**Problem statement**
Only the lines from the one containing "Look at this image and locate every instance of man's eye." to the end of the records belong in the output; print them exactly.

### Working data ###

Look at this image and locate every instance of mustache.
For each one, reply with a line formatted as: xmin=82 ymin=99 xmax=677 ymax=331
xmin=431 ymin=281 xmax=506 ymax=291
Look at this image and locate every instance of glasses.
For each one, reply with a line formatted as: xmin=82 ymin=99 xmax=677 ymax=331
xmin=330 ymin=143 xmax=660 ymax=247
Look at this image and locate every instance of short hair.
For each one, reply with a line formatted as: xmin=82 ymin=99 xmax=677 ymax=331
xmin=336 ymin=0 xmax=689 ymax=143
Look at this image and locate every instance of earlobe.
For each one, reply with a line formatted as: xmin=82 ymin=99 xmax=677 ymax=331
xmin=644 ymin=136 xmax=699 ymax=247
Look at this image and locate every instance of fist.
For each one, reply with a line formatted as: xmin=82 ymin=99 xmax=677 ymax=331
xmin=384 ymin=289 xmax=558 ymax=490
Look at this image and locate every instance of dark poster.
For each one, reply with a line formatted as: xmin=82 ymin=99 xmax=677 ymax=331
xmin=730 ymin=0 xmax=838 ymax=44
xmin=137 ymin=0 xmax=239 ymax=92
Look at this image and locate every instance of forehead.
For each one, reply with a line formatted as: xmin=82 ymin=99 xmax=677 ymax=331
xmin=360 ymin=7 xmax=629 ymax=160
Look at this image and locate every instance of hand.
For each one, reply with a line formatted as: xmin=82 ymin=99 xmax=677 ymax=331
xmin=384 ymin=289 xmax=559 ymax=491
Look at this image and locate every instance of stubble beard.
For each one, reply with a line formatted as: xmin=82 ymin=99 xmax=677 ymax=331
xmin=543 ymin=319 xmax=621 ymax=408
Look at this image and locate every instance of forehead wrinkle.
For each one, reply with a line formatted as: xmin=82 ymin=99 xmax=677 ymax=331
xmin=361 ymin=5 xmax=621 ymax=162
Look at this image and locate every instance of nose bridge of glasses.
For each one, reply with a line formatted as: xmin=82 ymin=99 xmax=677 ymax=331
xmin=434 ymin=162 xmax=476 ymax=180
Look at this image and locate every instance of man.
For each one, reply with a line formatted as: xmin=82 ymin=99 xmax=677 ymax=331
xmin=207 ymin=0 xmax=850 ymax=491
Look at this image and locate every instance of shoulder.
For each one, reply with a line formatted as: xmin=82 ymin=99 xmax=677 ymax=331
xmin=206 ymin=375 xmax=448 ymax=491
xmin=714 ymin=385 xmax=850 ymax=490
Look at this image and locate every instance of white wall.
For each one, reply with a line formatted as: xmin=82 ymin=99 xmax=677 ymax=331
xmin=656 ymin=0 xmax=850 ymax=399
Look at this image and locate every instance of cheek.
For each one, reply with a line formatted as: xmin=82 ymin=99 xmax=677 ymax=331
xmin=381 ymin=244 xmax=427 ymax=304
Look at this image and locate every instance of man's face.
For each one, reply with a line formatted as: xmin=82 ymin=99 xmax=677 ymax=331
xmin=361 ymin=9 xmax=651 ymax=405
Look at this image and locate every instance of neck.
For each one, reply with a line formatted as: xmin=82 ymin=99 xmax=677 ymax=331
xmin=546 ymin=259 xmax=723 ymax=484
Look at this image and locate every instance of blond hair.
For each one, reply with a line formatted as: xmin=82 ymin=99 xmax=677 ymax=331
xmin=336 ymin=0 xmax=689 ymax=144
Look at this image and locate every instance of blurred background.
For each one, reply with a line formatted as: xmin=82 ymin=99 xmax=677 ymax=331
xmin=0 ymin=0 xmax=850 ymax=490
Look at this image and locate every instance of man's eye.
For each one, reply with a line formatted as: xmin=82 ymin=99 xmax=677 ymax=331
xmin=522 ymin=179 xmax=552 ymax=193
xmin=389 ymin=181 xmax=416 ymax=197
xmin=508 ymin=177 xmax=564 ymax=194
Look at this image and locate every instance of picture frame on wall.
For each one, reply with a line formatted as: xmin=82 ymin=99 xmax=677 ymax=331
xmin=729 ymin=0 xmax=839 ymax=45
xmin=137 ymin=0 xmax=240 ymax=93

###

**Result**
Look at this image and locate every instance of man's eye.
For each one, reply with a line formatted as: xmin=82 ymin=99 xmax=677 ymax=331
xmin=522 ymin=179 xmax=552 ymax=193
xmin=389 ymin=181 xmax=416 ymax=197
xmin=508 ymin=177 xmax=564 ymax=194
Look at this image and locate every instance of picture frame on wall.
For each one, reply with a line formatted as: xmin=82 ymin=99 xmax=677 ymax=331
xmin=729 ymin=0 xmax=839 ymax=45
xmin=137 ymin=0 xmax=240 ymax=93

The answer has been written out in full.